REQUIRED WORK:
Set out exactly, line by line, the stretch of data below that begins at the line containing "Target: blue light reflection on water" and ends at the line containing "[ ] identify the water", with both ends kept.

::::

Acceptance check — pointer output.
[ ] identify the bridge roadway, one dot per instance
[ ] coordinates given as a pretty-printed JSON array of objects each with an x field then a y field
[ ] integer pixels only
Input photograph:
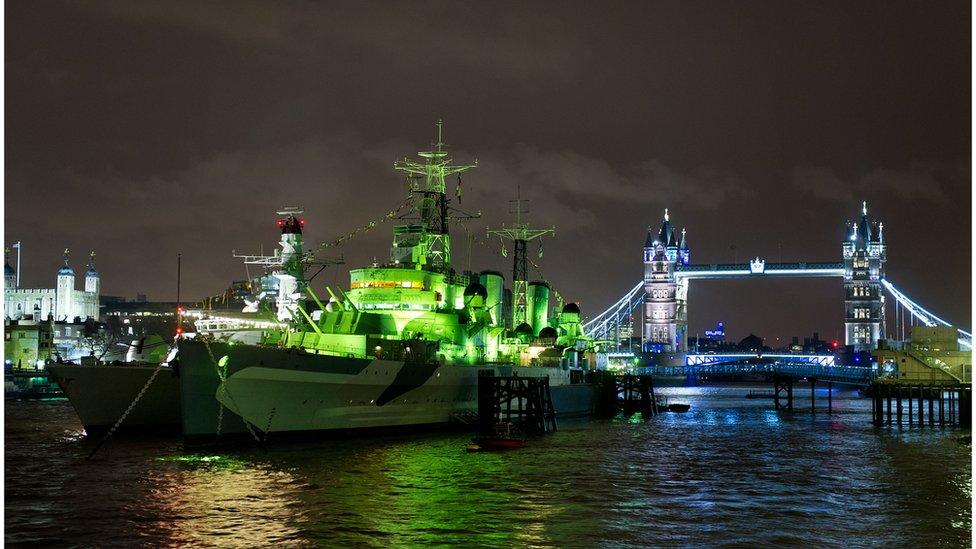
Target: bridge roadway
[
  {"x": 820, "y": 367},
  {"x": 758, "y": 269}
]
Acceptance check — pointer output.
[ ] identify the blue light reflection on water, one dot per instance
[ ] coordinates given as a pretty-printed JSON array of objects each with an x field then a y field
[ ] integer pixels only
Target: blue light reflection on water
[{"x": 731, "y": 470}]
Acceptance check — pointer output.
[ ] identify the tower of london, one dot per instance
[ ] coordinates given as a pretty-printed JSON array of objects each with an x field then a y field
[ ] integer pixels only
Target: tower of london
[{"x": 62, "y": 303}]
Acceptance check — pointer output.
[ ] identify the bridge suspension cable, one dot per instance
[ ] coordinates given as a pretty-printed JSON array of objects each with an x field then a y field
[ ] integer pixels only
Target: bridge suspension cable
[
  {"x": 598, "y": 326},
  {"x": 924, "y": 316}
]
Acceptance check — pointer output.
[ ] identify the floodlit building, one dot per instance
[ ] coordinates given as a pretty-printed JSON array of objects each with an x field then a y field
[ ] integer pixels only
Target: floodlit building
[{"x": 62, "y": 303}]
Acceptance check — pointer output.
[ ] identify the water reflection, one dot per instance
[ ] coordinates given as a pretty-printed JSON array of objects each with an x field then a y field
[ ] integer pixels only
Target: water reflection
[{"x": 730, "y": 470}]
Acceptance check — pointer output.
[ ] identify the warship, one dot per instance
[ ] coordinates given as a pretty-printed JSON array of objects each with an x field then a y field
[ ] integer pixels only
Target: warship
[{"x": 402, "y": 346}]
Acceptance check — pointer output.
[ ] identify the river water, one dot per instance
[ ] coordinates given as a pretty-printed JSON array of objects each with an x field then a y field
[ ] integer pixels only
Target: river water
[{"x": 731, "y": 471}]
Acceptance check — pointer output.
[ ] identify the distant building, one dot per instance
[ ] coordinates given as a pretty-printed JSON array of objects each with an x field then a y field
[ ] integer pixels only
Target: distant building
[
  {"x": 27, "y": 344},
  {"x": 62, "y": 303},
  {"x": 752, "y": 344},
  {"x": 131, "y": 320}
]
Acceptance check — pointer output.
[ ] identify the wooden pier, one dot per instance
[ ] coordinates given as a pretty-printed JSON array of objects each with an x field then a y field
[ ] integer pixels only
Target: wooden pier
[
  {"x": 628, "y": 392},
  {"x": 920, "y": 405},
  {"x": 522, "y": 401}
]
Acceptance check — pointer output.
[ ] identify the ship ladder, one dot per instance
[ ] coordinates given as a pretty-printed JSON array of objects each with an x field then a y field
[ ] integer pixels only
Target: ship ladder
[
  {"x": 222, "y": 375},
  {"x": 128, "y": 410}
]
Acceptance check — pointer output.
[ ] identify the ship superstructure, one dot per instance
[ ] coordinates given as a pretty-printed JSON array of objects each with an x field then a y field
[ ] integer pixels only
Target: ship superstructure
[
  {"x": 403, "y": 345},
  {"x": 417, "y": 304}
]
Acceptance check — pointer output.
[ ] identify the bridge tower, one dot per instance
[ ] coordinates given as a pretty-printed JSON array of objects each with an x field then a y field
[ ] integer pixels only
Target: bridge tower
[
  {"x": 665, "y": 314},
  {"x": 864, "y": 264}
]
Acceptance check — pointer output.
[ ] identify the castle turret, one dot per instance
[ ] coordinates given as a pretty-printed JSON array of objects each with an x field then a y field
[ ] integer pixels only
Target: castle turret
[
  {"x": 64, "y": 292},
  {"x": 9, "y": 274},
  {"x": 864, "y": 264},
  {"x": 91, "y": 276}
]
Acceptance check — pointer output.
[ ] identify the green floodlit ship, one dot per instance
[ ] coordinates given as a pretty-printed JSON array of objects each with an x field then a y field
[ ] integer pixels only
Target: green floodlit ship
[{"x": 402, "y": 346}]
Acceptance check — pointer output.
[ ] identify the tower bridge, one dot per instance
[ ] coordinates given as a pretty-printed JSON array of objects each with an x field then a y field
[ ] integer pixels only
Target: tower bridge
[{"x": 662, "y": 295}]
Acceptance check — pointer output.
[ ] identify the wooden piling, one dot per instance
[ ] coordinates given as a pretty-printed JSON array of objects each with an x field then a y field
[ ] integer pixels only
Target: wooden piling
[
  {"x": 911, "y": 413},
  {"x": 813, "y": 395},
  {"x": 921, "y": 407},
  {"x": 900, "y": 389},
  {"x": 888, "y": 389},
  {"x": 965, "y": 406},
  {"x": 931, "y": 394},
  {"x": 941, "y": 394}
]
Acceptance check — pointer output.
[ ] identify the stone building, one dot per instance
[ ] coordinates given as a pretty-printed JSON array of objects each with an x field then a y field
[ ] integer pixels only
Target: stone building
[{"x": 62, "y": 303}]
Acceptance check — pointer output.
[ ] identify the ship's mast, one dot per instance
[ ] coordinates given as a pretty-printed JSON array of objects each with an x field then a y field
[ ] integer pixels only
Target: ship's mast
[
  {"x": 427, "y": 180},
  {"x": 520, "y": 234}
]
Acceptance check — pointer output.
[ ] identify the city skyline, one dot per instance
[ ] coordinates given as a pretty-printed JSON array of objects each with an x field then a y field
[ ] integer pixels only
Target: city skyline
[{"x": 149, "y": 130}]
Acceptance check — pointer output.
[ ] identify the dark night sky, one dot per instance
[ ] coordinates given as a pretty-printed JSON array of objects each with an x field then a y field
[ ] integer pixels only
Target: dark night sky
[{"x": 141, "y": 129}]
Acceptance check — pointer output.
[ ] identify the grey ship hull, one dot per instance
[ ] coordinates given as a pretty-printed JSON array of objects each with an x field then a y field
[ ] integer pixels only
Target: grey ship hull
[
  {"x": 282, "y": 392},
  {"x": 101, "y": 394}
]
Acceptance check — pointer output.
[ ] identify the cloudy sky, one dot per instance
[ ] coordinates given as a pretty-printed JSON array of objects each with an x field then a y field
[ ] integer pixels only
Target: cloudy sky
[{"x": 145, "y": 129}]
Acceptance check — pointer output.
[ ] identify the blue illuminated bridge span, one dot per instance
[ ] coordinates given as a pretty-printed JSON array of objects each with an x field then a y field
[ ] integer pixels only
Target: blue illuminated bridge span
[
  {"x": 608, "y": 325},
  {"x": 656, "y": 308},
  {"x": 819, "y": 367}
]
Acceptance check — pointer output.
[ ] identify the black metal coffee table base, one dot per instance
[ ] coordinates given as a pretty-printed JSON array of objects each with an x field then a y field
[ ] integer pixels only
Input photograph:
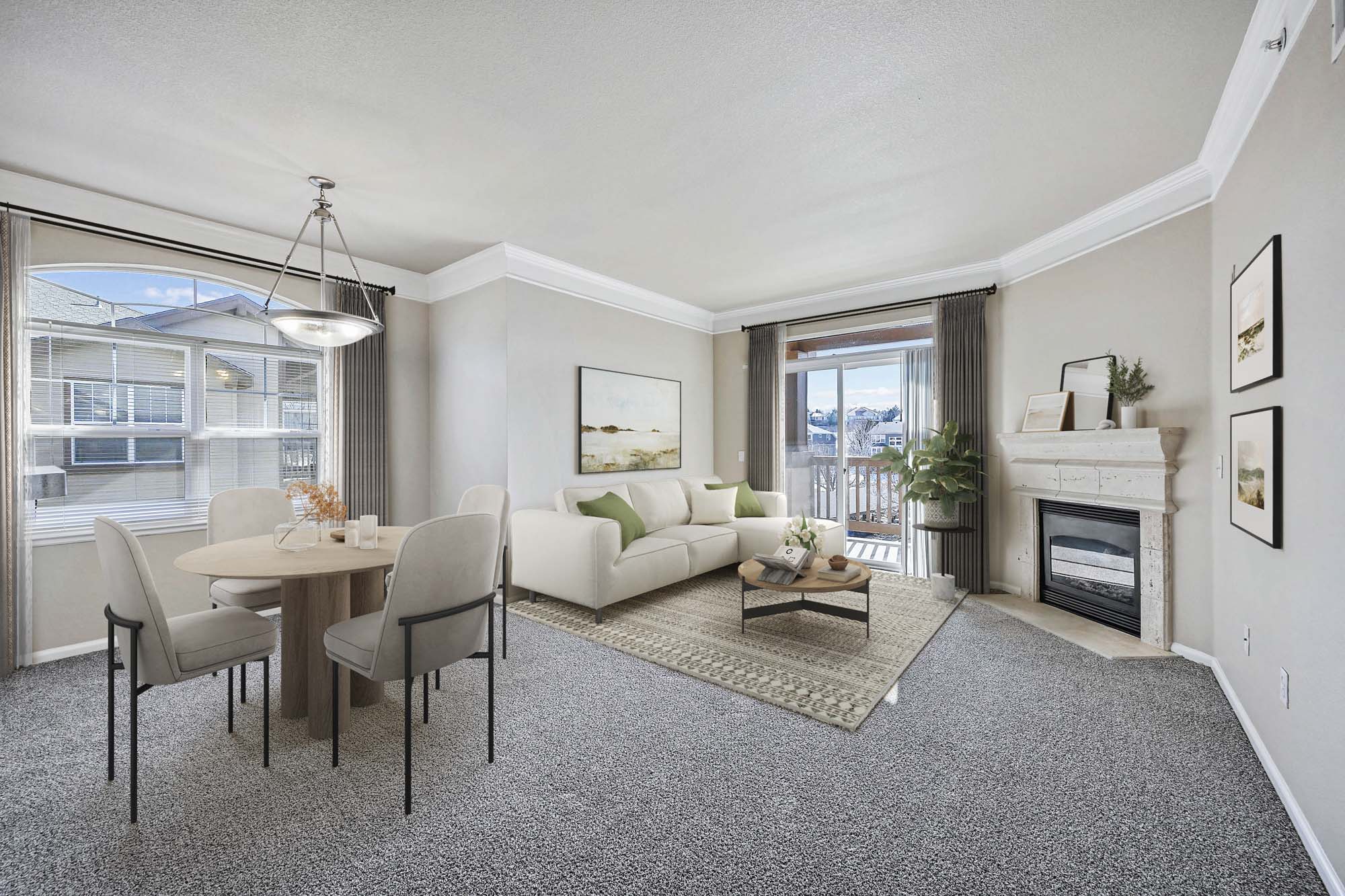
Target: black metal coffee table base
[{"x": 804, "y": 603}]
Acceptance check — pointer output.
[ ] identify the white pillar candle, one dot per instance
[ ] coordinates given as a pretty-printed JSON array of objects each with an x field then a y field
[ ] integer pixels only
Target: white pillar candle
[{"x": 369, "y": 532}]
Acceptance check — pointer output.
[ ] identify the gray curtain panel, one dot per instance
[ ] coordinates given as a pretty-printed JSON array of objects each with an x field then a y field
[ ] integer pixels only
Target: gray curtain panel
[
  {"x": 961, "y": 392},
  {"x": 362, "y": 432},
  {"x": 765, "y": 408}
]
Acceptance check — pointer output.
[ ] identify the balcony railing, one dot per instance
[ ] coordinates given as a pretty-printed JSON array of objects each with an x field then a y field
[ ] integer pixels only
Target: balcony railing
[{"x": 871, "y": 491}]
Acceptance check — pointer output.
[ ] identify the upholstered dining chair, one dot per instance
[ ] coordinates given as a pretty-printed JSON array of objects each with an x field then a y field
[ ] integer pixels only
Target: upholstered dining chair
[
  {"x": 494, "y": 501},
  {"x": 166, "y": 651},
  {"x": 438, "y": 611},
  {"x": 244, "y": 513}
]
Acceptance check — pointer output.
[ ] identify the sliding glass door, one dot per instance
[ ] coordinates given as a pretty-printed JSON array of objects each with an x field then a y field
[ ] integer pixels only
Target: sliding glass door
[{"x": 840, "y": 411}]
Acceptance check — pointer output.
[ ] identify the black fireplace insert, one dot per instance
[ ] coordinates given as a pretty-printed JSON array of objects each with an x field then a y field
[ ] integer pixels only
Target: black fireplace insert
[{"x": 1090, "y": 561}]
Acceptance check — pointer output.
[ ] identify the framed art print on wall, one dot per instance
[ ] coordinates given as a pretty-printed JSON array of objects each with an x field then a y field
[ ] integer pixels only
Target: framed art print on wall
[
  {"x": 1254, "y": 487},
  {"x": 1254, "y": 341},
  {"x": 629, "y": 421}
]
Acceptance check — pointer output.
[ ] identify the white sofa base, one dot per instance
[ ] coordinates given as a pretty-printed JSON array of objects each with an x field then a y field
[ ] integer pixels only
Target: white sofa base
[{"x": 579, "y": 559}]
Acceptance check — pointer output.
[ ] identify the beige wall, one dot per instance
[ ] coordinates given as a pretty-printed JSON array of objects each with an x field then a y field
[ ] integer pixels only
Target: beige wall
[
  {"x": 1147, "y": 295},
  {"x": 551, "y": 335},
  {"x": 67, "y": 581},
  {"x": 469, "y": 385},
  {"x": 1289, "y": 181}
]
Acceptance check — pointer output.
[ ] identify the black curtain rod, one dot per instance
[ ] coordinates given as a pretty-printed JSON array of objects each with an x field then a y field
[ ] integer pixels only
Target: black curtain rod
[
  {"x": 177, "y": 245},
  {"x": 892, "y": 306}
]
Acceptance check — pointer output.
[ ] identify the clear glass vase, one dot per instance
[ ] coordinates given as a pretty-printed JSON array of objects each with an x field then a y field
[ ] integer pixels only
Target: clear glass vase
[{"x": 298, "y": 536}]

::::

ANSWER BOX:
Target: blue light reflection on water
[{"x": 731, "y": 470}]
Acceptance check — pointer output.
[ ] identify the tower of london, one dot per instance
[ ] coordinates given as a pretty-printed JSON array of objects each with an x field then a y field
[ ] integer pixels only
Target: tower of london
[{"x": 62, "y": 303}]
Acceptance check — pointer output.
[ ] identify the bridge suspension cable, one dot per instance
[ ] coordinates given as a pretty-printed JSON array of objects each with an x field then a y field
[ ] integer pixels only
Target: bridge suspension cable
[
  {"x": 598, "y": 326},
  {"x": 924, "y": 316}
]
Acceptance check — pointer output.
[ ] identify the floodlit building, one dot per instance
[ ] coordinates given as a pretty-printed JSON array of objects each with an x field then a y field
[ ] integer pixels only
Target: floodlit building
[{"x": 62, "y": 303}]
Acceptance check — pointer output.
[ ] identify the water reflection, one dot per instance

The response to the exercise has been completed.